Exercise instructions:
Return the portion of the Laclede Gas sales tax ruling between "Appeal by the" and "Administrative Hearing Commission.", inclusive, copied word for word.

Text segment Start Marker

Appeal by the Department of Revenue from an order of the Administrative Hearing Commission granting a tax exemption to Laclede Gas and thereby reversing the decision of the Director to assess sales tax on electricity used by the taxpayer in its public utility business. Exclusive jurisdiction is in this Court. Mo. Const., Art. V, § 3. We reverse the decision of the Administrative Hearing Commission.
The relevant facts have been stipulated. Taxpayer Laclede Gas operates an underground storage field in northern St. Louis County and part of St. Charles County. The field is used to store natural gas during the slack summer season for use during winter months of peak demand. Laclede also constructed an underground cavern for the storage of thirty million gallons of liquid propane which can be vaporized and added to its distribution system when customer demand outstrips the available pipeline supply. Almost half of Laclede’s customer requirements during severe cold weather must be met from these facilities. Thus, the storage of natural gas and storage and vaporization of liquid propane are essential for continuous service of Laclede’s customers.
In 1979 taxpayer requested exemptions from sales tax on electricity used in the operation of these facilities on the grounds that the electricity was used in a non-commercial, non-domestic, and non-industrial manner;1 and under § 144.020, RSMo 1978, the Sales Tax Law, was exempt from taxation. The Department denied the application, finding that none of the exemptions set forth in § 144.020, subd. 1(3) applied. Taxpayer appealed to the Administrative Hearing Commission which ruled that under the consolidated holdings of State ex rel. Kansas City Power and Light Co. v. Smith, 342 Mo. 75, 111 S.W.2d 513 (Mo. banc 1938) and Kansas City Power and Light Co. v. Kansas City Public Service Co., 342 Mo. 45, 111 S.W.2d 516 (Mo. banc 1938), the use of the electricity was non-commercial and not subject to the tax. Relying on the definition of “commercial” set out in those cases the Commission chose to characterize the underground storage facilities as internal operations and, thus, non-commercial phases of Laclede’s business.

Text segment End Marker
Data Start Marker

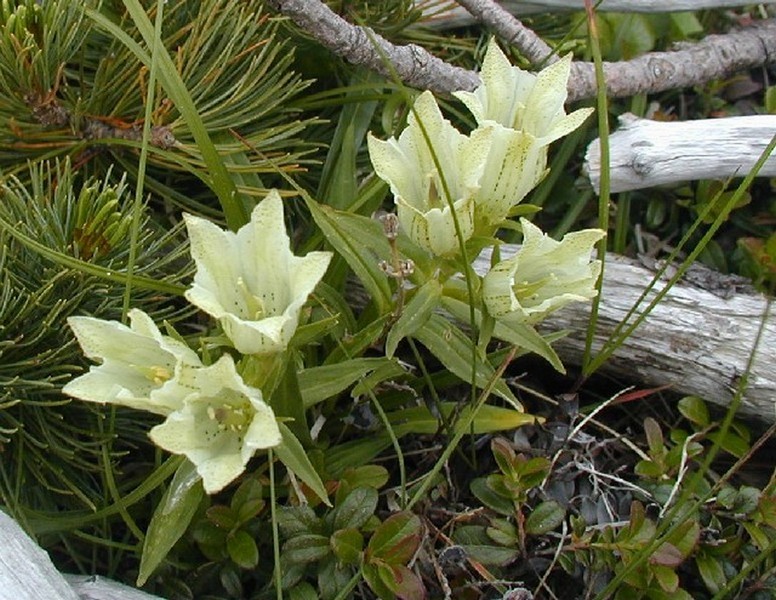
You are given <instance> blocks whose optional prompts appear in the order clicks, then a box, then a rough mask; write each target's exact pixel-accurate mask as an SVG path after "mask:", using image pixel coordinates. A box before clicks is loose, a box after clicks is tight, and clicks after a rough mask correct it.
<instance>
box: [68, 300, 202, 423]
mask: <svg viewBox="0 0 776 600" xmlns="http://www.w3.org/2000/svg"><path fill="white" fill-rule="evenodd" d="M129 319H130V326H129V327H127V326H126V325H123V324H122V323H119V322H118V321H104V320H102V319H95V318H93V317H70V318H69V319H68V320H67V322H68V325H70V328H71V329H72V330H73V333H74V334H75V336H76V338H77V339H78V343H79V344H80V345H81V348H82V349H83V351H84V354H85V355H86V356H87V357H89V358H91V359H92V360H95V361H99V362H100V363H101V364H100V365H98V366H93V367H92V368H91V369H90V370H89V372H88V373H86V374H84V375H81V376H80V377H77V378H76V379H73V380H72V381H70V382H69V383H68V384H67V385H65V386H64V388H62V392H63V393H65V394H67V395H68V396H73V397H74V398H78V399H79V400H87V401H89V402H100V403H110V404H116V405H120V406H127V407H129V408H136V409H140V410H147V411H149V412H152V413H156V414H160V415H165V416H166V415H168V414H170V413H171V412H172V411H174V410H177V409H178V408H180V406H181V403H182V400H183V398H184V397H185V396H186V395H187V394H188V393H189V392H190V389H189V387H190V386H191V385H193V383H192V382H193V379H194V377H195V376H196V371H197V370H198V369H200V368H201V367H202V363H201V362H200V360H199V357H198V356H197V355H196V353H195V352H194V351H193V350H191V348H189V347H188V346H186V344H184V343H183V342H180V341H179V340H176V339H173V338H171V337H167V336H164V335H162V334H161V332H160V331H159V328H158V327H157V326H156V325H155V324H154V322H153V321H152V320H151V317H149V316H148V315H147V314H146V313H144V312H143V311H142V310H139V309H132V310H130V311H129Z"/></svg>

Data End Marker
Data Start Marker

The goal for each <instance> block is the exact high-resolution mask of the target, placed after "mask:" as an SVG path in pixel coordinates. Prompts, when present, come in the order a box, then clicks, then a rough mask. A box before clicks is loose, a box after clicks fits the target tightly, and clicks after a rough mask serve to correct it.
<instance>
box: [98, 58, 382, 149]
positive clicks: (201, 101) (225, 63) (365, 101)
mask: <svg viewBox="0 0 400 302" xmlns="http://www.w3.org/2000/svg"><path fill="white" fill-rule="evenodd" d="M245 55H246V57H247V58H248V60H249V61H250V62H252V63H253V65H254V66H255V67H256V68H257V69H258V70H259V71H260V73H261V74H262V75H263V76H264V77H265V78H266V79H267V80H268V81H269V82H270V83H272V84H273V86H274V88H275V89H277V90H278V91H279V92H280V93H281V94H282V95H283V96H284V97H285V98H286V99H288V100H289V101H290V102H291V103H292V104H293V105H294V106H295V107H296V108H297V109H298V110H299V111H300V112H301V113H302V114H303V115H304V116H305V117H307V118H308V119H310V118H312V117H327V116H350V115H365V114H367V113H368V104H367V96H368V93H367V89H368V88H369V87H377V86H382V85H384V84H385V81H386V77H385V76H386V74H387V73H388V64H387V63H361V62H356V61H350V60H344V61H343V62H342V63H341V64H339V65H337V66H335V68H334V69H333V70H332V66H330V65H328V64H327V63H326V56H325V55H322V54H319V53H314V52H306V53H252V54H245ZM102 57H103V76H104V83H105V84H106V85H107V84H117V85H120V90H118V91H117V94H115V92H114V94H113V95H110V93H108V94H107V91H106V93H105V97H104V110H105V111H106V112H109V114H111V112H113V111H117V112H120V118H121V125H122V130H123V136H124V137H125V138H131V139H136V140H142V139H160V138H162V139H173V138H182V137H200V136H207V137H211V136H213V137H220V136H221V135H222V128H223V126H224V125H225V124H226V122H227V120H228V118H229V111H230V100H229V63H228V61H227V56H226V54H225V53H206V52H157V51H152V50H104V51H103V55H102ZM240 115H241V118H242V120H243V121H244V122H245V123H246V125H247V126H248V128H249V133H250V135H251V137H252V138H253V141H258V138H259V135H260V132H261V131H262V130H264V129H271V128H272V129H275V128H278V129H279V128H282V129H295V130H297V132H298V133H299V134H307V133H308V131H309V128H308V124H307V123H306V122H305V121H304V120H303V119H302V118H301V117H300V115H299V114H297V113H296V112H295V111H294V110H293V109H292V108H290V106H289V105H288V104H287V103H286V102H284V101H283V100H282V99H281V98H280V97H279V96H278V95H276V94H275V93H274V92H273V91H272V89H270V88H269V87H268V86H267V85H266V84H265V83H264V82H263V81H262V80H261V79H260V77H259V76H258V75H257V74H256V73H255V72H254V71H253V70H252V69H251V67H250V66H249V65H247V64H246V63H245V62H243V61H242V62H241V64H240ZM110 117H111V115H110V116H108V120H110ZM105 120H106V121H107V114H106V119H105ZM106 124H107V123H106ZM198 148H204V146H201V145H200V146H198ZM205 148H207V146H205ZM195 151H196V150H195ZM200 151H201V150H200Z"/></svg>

Data End Marker

Answer section:
Appeal by the Department of Revenue from an order of the Administrative Hearing Commission granting a tax exemption to Laclede Gas and thereby reversing the decision of the Director to assess sales tax on electricity used by the taxpayer in its public utility business. Exclusive jurisdiction is in this Court. Mo. Const., Art. V, § 3. We reverse the decision of the Administrative Hearing Commission.